• _The exercise_
Gather every line of the material below that contains the word "cloudy", and copy each one in full. Case counts, so match the word's capitalization exactly.

• _Data shown_
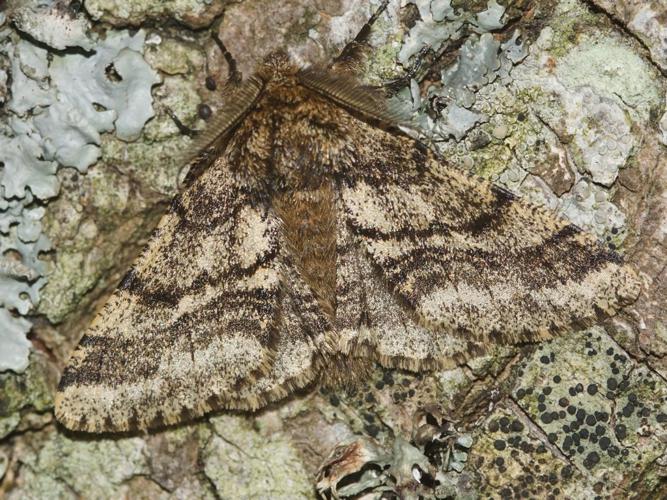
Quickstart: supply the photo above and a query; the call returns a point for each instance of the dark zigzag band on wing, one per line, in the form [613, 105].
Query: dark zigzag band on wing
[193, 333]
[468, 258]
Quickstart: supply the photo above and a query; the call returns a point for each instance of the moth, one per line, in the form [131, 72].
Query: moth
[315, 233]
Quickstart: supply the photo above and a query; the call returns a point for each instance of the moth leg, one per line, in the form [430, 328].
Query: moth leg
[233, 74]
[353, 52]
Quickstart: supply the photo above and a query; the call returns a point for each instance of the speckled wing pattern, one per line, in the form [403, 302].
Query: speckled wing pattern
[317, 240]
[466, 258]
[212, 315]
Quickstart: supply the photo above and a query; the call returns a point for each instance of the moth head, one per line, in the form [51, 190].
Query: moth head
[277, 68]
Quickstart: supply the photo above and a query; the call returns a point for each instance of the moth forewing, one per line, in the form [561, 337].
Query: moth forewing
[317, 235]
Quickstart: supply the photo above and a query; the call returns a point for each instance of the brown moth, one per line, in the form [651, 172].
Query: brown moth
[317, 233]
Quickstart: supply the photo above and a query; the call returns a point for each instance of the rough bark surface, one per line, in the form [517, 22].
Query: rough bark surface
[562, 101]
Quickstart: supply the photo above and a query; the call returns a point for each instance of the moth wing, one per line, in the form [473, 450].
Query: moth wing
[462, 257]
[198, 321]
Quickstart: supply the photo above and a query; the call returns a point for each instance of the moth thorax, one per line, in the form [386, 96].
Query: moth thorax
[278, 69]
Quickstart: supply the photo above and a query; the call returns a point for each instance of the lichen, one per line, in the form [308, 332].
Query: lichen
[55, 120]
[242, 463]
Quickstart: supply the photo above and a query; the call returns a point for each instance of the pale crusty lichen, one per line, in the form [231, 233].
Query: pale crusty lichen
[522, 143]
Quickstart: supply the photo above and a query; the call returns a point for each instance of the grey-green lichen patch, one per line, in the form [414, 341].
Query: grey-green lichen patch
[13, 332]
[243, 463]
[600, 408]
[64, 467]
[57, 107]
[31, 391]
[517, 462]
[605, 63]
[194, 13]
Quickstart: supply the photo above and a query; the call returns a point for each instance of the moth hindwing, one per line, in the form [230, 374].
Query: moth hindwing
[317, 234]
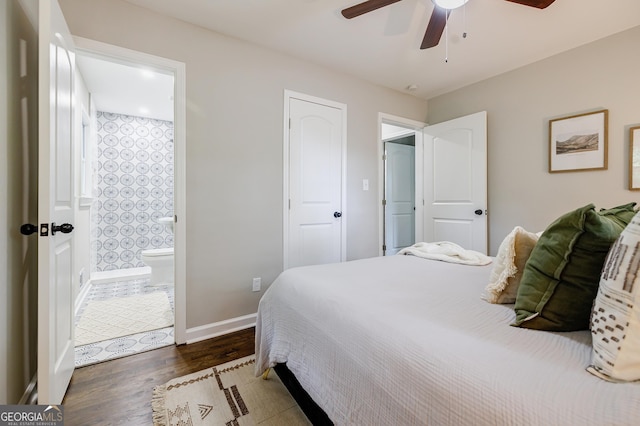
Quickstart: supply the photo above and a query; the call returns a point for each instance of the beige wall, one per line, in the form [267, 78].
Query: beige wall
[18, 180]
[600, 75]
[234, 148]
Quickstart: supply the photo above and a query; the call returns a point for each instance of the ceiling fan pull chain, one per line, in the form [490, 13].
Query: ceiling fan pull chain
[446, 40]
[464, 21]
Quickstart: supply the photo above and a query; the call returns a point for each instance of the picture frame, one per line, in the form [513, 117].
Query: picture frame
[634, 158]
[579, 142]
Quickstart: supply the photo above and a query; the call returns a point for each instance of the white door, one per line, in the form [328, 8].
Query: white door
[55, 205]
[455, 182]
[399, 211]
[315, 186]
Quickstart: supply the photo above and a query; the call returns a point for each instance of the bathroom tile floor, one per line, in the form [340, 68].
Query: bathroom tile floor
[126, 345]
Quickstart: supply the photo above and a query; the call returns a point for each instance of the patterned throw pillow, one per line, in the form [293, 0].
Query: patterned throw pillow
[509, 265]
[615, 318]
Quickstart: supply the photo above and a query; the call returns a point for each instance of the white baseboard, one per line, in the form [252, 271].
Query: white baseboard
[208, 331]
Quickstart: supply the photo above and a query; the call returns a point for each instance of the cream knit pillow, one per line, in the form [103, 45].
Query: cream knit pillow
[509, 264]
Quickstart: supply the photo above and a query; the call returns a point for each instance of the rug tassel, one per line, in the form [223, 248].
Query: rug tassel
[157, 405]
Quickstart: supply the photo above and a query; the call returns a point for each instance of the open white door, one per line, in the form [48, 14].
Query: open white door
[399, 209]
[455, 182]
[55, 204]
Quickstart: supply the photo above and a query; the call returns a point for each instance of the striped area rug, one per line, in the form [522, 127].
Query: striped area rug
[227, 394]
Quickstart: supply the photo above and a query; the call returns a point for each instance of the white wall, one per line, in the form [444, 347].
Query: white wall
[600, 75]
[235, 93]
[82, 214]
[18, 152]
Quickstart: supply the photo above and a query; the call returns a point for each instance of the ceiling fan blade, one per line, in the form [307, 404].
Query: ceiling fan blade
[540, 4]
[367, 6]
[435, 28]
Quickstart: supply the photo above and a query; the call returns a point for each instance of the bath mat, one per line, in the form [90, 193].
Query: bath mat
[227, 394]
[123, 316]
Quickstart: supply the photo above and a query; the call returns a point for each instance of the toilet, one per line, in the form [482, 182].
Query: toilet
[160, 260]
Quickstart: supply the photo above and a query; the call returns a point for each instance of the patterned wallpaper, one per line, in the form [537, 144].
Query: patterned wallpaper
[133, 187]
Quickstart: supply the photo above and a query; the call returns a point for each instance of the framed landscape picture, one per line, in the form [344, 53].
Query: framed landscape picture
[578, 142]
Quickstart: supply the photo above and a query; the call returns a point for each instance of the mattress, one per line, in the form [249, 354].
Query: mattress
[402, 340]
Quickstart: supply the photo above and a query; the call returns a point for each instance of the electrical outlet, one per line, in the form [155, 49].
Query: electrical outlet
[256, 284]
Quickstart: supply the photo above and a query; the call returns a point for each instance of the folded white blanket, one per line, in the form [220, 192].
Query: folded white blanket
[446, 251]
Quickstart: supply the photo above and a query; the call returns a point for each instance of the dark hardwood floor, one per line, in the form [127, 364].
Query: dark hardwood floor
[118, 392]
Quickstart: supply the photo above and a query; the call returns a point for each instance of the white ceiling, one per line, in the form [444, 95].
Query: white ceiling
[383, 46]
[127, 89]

--

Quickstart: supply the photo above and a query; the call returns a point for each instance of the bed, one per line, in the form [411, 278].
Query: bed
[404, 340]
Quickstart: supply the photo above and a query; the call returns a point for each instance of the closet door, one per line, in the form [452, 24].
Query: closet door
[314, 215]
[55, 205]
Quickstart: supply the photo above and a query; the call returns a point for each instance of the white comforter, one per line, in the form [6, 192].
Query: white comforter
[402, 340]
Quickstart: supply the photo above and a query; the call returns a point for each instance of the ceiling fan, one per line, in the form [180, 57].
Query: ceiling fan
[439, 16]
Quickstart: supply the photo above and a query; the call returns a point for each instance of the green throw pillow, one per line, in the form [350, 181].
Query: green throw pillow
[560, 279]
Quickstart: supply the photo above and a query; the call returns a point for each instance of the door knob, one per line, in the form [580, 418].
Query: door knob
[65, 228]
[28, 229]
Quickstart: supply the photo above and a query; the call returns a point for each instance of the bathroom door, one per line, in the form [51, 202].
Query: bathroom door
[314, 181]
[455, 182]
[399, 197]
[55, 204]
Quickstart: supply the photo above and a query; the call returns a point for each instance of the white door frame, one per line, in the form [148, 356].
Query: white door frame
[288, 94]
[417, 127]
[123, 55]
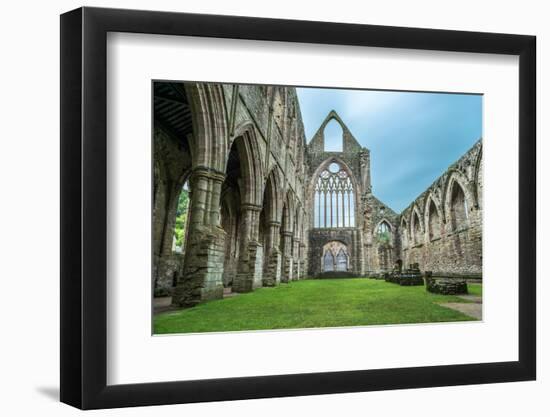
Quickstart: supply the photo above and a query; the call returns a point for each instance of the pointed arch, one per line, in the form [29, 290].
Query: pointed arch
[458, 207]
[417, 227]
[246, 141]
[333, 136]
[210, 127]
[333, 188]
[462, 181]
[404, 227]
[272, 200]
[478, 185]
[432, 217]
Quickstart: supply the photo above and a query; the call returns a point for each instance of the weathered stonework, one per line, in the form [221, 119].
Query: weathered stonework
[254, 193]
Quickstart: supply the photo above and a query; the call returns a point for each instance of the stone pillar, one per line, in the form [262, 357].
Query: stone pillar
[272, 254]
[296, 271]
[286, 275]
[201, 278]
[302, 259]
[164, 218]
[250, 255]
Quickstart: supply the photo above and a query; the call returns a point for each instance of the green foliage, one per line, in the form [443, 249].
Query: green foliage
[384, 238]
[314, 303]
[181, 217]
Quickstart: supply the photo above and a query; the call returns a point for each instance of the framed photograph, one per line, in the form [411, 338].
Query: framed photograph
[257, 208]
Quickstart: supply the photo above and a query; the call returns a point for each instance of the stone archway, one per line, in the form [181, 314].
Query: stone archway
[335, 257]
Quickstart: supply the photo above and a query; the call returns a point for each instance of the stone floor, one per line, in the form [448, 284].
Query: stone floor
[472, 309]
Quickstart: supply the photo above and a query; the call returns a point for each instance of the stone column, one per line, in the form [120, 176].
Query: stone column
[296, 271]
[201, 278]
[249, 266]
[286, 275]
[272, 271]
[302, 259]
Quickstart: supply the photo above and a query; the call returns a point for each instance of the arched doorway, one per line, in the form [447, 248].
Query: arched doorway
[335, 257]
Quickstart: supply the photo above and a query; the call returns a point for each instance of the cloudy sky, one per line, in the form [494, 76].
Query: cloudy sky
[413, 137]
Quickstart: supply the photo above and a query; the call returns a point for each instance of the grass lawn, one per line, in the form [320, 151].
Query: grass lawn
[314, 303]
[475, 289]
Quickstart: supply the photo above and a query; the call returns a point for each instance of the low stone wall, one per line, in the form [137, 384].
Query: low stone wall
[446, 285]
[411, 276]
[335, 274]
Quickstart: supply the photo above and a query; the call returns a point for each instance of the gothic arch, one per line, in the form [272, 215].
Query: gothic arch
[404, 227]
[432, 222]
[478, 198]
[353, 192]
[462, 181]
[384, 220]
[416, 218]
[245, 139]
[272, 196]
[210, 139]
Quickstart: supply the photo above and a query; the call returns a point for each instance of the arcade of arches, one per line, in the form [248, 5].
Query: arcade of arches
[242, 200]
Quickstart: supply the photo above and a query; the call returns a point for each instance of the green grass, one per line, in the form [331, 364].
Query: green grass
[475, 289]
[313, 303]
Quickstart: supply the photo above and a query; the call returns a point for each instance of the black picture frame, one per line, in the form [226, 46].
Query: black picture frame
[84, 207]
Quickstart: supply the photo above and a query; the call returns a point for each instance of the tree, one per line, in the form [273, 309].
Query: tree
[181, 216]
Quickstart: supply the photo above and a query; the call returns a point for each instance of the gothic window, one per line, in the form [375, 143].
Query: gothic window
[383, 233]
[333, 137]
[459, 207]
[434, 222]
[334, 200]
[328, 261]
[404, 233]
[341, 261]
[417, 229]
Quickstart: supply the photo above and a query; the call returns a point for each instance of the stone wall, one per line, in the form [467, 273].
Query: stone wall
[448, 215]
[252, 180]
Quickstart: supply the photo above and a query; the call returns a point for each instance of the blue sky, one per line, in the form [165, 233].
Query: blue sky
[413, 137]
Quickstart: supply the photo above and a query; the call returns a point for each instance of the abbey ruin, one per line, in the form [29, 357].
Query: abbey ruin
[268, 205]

• _Solution_
Quickstart: supply the photo above and a query; the call returns a point for each instance of the cloudy sky, one per line, in the form [494, 76].
Query: cloudy sky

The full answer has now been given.